YOUR GOAL: Retype each entry exactly. Skip any pictures.

─── SOURCE DATA

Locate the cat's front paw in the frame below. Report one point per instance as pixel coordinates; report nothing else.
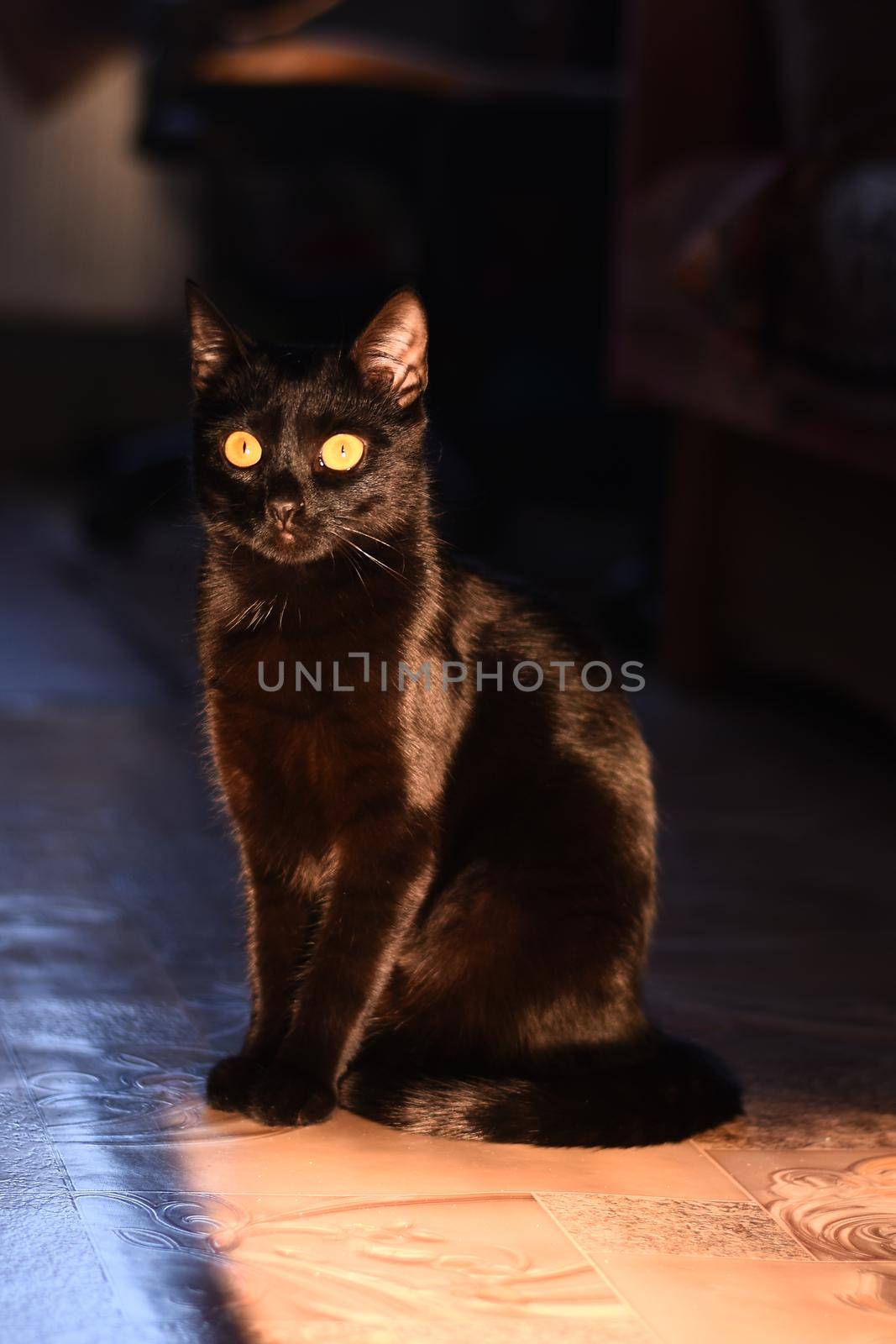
(284, 1095)
(231, 1082)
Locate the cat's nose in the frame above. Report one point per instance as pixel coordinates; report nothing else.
(285, 512)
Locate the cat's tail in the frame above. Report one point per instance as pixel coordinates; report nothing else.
(602, 1097)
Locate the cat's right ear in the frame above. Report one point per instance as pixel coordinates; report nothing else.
(214, 342)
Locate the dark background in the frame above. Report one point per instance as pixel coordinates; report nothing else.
(658, 250)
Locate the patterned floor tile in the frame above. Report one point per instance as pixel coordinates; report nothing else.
(51, 1287)
(277, 1263)
(703, 1301)
(840, 1206)
(624, 1226)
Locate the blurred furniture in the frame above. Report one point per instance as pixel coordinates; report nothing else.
(755, 302)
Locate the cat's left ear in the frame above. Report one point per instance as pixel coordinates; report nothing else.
(391, 353)
(214, 342)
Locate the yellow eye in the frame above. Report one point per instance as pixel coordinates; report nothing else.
(342, 452)
(242, 449)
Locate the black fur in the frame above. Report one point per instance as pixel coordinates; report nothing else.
(449, 890)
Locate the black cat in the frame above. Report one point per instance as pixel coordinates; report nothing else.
(450, 880)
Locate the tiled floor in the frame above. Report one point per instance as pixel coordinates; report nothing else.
(132, 1213)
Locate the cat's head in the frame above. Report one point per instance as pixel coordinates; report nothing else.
(300, 452)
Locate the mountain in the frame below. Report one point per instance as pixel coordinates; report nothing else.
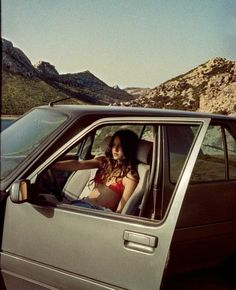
(25, 85)
(210, 87)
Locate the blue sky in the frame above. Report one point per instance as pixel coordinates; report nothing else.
(129, 43)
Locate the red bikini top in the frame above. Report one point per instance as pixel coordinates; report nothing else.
(117, 187)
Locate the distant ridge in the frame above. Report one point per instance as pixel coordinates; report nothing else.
(210, 87)
(25, 86)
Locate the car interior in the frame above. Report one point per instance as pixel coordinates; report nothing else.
(57, 187)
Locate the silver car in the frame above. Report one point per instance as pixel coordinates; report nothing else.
(182, 215)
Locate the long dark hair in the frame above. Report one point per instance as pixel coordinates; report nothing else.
(119, 169)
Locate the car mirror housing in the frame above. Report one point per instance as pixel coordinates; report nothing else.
(20, 191)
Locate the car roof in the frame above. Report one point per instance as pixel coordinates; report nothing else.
(75, 110)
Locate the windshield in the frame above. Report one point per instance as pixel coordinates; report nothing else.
(26, 134)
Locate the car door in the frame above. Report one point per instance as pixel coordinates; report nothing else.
(64, 247)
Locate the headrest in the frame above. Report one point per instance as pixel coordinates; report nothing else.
(105, 143)
(144, 151)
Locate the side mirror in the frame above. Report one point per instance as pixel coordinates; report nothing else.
(20, 191)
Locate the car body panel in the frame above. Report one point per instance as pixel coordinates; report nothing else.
(68, 247)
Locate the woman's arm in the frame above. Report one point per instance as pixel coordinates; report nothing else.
(74, 165)
(130, 182)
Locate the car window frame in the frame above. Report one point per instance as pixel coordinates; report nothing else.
(202, 122)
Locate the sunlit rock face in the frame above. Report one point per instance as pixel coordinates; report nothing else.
(210, 87)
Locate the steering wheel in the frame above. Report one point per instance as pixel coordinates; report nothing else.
(56, 188)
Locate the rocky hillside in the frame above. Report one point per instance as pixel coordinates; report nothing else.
(25, 85)
(211, 87)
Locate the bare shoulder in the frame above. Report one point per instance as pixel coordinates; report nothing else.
(102, 160)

──────

ANSWER SPACE:
Locate the cat's front paw in the frame below. Report one point per instance as pixel coordinates; report nothing else.
(284, 1095)
(231, 1082)
Locate the cat's nose in the frame above. Report one point per instance as pixel coordinates; report nothing else.
(285, 512)
Locate the cat's tail in the frame above. Report one point per instance as pixel coordinates; report nothing else.
(602, 1097)
Locate the cat's right ear in the frame above. Report one point per instance as pixel coordinates; report nothing else.
(214, 342)
Locate the dark background in the frame above. Report one point per instance as pixel coordinates; report nothing else.
(658, 250)
Locate the patterned floor tile in the frame above. Report one point per instance as pixel coordinates; report nothing else.
(51, 1287)
(277, 1263)
(703, 1301)
(840, 1206)
(624, 1226)
Locate the blurred furniture in the frame above. Report one point per instance as pixel coordinates; report nothing else.
(755, 302)
Locate the cat's left ear in the frame above. Report one point per instance as pixel coordinates; report nothing else.
(391, 353)
(214, 342)
Locate the yellow eye in the frame above. Report one point per instance as pixel coordinates; report nothing else.
(342, 452)
(242, 449)
Locate the black fur in the frame above. Report one point per instance as pixel coordinates; report nothing else.
(449, 890)
Locate the black cat in the frame above. Report one point per instance as pixel coordinates; report nothing else.
(450, 880)
Locate the tiled floor in the frame above. Report one point per instance as pixel coordinates; report nothing else.
(132, 1213)
Locate the cat's head in the frame above. Report one point per instance as pixel coordinates; report nothing else.
(300, 452)
Locate the mountain in the frame below. Report one point per instance as pixel coordinates; report nothing else.
(25, 85)
(210, 87)
Locate the blue sky in the frame above. Report one point per instance as pixel coordinates; report nothing else.
(129, 43)
Locate the red bikini top in the frame above. Report one point per instance as pixel coordinates; report nothing else.
(117, 187)
Locate the distant ridge in the frame above. Report one point per instance as pixel coordinates; report nothing else.
(210, 87)
(25, 86)
Locate the car interior in the frame above. Report one point per instance as pixel coordinates; report nothing else.
(57, 187)
Locate the silver car in the frame above. Report one point per instance as pixel coordinates; report nothing else.
(182, 215)
Locate the long dark hair in the frame above. Report one point per instance as pixel coordinates; report nothing else.
(119, 169)
Locate the car mirror housing in the frame above. Report one point per instance as pixel coordinates; report nothing else.
(20, 191)
Locate the car roof in the frame above. Report one point per instance as pixel coordinates; report nothing else.
(75, 110)
Locate the windshield in the frame above. Report one point per instance as pixel coordinates; report nothing else.
(26, 134)
Locate the car door in the frame above. Report one point per instance as pixel coordinates; report nothing else.
(64, 247)
Locate the headrest in the frame above. Report one point per instance as pixel coordinates; report nothing else.
(105, 143)
(144, 151)
Locate the side mirror in the frame above. Report one point per instance as pixel coordinates; report nothing else.
(20, 191)
Locate the car body panel in the frame above. Report one point per instance as pixel coordinates; report nothing else.
(68, 247)
Locate the woman's arm in the frame above. Report one point per instance as pixel coordinates; report nothing else.
(74, 165)
(130, 182)
Locate the car window frame in the frame above. Report one point per instance as pixel coordinates; report nothing else.
(202, 122)
Locate the sunlit rock face in the frame above. Report one point per instance as pixel coordinates; report nothing else.
(210, 87)
Locate the steering wheel in the frame above. Report one point per instance as pixel coordinates; report nothing else.
(56, 188)
Locate the rocky hillside in the frame above. Report one point per instance as pixel coordinates; report nothing else.
(25, 85)
(211, 87)
Locate the bare shoulder in the frame above. Report one point per instance as pixel coordinates; report nothing else.
(102, 160)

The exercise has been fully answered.